_Extrait_.
-------

Yémen. Le bombardement d’un hôpital de MSF pourrait constituer un crime de guerre

Une enquête indépendante et approfondie doit être ouverte de toute urgence sur le possible crime de guerre que constituent l’attaque et la destruction, semble-t-il délibérées, d’un hôpital soutenu par Médecins sans frontières (MSF) dans le nord du Yémen dans la nuit du 26 au 27 octobre 2015, a déclaré Amnesty International mardi 27 octobre 2015.

Selon des sources sur le terrain, le 26 octobre vers 23 h 30, des forces de la coalition dirigée par l’Arabie saoudite auraient mené jusqu’à six raids aériens consécutifs contre l’hôpital d’Haydan, situé dans le district du même nom, dans le gouvernorat de Saada. Plus de 20 personnes se trouvaient alors à l’intérieur, dont trois patients et du personnel médical et autre. Sept membres du personnel ont été blessés, mais ils n’ont pas pu être emmenés dans un autre hôpital – celui de Saada, à 60 kilomètre de là – avant 7 heures du matin par crainte de nouvelles frappes.

-------

_Données_.
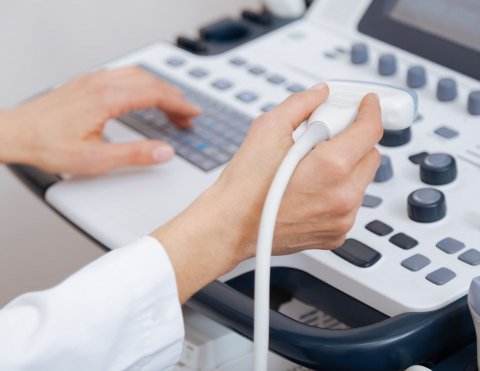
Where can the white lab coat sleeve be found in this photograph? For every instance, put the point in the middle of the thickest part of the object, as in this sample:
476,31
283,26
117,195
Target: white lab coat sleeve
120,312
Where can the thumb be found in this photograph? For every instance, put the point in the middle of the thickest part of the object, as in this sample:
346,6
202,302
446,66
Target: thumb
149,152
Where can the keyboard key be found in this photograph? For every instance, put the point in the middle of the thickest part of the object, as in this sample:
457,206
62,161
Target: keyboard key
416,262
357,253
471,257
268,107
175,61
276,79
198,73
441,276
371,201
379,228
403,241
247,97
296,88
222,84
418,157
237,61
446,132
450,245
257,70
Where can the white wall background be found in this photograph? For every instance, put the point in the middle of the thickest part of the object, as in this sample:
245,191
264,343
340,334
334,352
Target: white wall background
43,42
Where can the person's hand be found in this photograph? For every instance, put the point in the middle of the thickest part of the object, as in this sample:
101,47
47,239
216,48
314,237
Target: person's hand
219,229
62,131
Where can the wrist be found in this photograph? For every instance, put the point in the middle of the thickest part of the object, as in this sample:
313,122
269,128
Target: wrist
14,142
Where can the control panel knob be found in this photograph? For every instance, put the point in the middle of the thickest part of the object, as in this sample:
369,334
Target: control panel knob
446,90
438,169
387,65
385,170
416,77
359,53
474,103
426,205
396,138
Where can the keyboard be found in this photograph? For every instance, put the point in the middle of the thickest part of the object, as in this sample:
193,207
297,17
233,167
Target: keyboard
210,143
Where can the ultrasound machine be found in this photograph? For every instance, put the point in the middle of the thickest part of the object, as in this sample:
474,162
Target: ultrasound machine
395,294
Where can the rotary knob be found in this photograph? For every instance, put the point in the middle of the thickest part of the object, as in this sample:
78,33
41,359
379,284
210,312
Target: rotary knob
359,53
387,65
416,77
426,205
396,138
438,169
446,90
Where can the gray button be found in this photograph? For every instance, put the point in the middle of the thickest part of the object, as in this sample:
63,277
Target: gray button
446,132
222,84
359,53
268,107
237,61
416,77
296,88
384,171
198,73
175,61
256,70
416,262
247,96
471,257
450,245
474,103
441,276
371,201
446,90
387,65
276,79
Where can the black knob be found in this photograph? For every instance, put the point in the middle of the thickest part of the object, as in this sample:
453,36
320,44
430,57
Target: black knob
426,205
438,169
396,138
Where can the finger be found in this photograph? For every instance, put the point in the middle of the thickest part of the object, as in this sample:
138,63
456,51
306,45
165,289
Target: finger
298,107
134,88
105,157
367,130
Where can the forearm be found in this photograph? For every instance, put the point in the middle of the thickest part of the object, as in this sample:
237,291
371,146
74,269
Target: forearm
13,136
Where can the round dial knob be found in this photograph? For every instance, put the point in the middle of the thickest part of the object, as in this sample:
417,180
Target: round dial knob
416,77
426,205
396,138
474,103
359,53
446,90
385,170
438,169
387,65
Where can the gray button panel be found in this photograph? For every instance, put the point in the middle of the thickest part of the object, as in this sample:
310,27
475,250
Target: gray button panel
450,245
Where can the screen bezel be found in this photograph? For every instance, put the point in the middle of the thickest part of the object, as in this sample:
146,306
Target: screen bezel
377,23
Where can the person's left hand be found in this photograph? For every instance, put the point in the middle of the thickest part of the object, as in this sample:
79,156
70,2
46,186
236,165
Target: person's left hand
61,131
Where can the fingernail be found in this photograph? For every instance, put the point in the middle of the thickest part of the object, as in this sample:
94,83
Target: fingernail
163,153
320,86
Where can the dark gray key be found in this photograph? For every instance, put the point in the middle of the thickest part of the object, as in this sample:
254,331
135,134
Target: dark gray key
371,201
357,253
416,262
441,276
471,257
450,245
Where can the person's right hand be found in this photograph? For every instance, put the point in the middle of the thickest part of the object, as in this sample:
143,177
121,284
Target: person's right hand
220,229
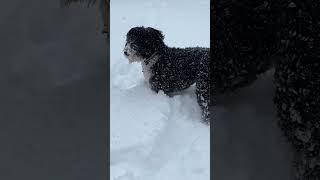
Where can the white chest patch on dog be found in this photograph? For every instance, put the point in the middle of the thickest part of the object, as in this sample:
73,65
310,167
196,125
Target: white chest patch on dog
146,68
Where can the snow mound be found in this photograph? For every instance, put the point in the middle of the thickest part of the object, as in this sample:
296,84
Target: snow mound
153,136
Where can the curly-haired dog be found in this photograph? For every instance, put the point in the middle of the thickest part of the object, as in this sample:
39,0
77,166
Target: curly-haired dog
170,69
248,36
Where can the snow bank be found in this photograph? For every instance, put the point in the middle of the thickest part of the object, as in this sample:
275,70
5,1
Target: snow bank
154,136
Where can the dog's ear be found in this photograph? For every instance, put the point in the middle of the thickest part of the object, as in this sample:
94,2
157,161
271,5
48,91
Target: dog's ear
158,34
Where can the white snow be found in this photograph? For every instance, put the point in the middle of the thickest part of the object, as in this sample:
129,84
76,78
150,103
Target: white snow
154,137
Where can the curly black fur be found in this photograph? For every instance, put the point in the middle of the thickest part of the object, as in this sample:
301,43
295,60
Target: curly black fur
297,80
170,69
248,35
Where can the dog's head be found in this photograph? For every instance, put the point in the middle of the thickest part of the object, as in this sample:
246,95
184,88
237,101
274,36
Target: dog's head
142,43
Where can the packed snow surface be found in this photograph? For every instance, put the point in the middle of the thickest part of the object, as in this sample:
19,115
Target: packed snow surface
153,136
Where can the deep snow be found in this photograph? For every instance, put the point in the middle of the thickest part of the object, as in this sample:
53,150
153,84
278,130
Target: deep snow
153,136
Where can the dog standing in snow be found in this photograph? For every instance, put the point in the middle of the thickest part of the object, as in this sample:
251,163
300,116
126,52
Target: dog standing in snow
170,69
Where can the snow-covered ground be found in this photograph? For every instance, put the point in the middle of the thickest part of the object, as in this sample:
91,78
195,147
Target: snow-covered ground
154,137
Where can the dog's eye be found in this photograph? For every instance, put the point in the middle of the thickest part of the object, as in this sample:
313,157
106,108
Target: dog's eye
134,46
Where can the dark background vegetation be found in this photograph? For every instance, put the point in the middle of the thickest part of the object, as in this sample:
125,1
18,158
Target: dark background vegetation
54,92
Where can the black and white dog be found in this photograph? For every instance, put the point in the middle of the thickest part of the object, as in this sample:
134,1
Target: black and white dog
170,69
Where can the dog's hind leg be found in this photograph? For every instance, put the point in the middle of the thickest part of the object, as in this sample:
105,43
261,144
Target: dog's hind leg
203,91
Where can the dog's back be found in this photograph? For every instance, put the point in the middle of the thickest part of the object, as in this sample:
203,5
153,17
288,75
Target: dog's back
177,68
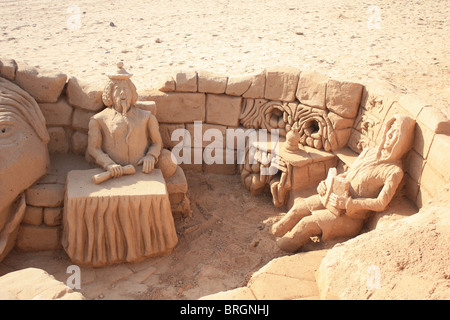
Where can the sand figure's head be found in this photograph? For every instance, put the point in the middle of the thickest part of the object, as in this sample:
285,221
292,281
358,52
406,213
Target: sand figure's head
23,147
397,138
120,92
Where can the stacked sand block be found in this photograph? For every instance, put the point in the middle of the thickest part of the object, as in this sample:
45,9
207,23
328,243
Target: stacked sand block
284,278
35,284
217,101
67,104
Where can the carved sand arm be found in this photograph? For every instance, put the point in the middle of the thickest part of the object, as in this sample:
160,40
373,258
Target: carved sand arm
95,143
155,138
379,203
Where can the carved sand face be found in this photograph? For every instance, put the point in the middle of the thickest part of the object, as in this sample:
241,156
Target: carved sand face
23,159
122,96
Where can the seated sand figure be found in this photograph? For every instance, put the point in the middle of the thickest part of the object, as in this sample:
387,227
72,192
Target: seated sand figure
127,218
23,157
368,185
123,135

-------

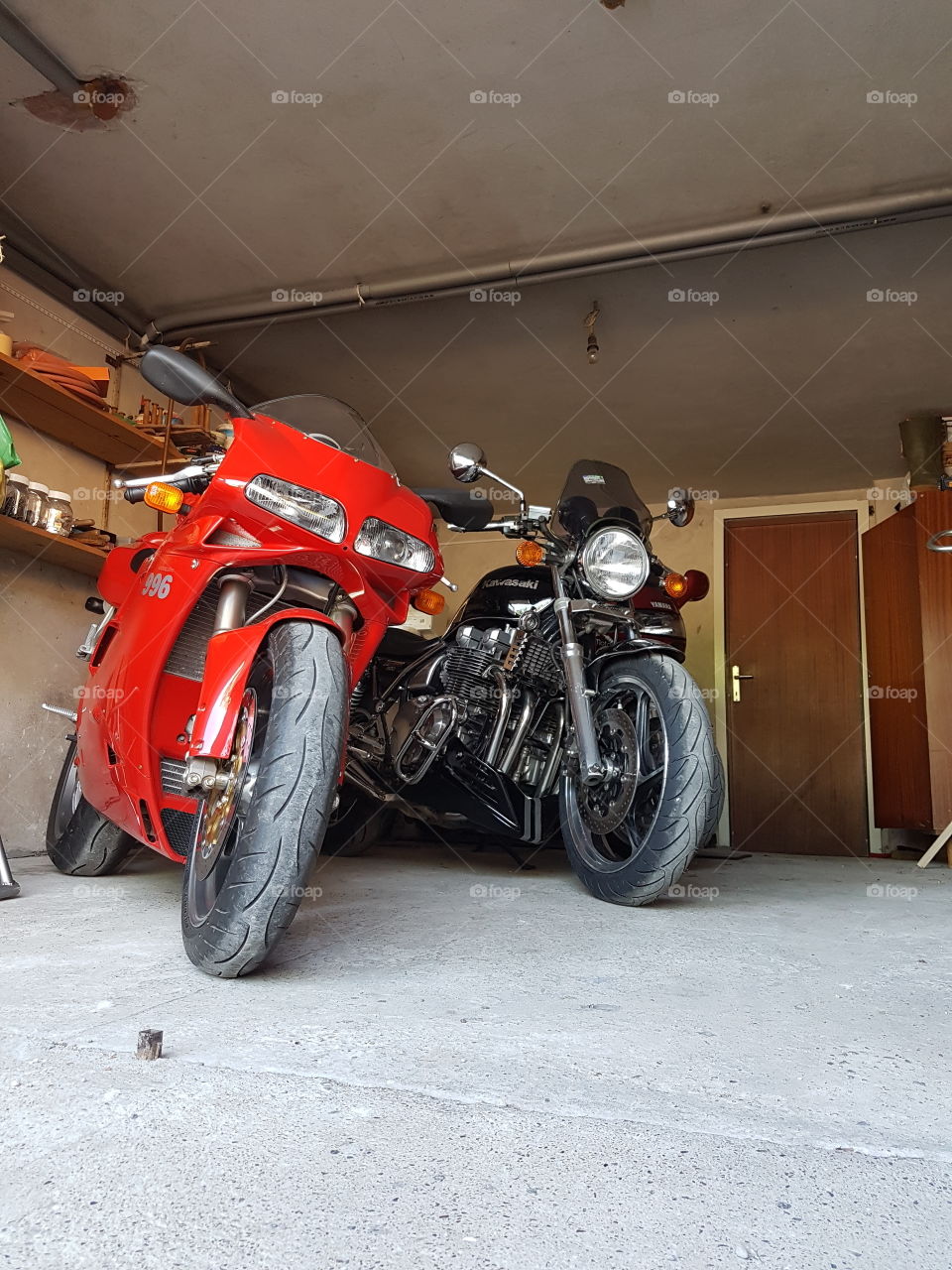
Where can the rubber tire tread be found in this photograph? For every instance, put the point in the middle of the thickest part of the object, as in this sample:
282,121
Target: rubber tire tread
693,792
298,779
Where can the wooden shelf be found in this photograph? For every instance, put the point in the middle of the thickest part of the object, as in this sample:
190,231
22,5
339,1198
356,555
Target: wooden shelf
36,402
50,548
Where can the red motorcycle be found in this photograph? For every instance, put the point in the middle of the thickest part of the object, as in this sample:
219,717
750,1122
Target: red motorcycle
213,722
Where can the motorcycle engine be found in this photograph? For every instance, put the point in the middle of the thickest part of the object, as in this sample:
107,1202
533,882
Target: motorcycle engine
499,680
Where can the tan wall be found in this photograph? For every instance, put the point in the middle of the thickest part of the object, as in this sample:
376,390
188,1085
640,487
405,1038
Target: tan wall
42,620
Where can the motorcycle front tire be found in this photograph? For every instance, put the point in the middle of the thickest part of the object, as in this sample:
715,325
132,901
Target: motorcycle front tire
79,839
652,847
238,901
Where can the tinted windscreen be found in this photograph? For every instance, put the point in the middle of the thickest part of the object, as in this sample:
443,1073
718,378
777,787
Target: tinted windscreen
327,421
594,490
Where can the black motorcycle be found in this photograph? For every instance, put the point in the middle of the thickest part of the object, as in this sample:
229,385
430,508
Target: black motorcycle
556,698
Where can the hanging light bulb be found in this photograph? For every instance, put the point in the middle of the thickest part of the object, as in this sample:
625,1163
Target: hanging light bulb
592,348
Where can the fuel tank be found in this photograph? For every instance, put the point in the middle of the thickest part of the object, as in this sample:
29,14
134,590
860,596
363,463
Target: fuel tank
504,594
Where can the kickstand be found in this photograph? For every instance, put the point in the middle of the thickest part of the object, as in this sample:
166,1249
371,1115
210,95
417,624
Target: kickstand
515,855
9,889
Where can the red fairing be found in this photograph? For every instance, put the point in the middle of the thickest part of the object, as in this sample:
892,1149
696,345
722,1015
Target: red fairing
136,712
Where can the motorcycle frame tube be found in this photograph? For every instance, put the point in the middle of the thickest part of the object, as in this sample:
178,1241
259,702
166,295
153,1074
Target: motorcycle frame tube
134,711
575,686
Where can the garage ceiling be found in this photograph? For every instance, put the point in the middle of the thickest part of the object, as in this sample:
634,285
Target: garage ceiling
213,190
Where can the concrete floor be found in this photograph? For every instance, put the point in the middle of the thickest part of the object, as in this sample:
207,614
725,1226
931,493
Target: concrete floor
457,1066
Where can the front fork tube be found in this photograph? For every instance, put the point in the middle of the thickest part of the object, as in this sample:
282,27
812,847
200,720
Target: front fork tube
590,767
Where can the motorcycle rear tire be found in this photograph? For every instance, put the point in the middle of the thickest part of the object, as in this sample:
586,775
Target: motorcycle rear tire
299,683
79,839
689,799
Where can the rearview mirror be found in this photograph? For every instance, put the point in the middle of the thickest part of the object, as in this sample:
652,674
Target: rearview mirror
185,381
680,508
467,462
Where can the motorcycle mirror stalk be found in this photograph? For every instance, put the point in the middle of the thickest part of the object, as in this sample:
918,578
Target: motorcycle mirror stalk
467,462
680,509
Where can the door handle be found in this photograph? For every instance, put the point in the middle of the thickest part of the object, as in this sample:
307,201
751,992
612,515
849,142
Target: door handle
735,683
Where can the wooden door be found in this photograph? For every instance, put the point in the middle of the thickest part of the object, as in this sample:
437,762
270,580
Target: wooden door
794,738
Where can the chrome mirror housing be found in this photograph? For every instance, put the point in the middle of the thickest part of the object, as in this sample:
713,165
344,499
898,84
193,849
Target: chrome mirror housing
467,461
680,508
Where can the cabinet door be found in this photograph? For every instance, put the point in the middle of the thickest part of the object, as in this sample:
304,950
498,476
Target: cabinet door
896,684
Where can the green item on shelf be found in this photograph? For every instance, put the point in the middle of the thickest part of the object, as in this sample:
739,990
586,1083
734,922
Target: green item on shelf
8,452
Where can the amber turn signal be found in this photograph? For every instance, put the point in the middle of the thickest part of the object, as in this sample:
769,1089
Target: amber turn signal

-------

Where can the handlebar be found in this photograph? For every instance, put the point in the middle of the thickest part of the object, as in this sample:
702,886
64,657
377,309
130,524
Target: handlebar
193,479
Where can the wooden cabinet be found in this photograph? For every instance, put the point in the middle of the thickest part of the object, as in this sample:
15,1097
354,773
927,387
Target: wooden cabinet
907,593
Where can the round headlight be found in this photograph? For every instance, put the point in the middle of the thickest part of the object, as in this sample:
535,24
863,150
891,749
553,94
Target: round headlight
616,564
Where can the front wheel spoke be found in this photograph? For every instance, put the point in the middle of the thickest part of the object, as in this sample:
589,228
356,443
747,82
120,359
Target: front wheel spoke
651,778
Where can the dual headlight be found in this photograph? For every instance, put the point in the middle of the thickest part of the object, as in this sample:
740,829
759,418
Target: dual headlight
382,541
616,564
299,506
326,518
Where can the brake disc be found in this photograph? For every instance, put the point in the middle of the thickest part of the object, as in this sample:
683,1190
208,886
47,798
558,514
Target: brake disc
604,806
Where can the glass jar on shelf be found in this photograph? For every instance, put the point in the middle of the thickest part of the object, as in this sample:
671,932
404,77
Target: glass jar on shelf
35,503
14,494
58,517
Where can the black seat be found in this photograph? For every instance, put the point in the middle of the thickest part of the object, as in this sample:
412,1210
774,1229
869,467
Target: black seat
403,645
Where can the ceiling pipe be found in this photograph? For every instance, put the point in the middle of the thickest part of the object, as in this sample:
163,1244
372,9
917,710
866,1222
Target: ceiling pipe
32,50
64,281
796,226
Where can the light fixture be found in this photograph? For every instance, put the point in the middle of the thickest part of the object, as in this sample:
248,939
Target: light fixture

-------

_Consigne_.
Dans l'extrait sur le bombardement de l'hôpital d'Haydan, relevez chaque nombre de personnes indiqué, en précisant le groupe auquel il se rapporte. Les entrées n'ont aucun lien avec l'extrait.

_Réponse_.
- Plus de 20 personnes se trouvaient à l'intérieur de l'hôpital.
- Trois patients figuraient parmi elles.
- Sept membres du personnel ont été blessés.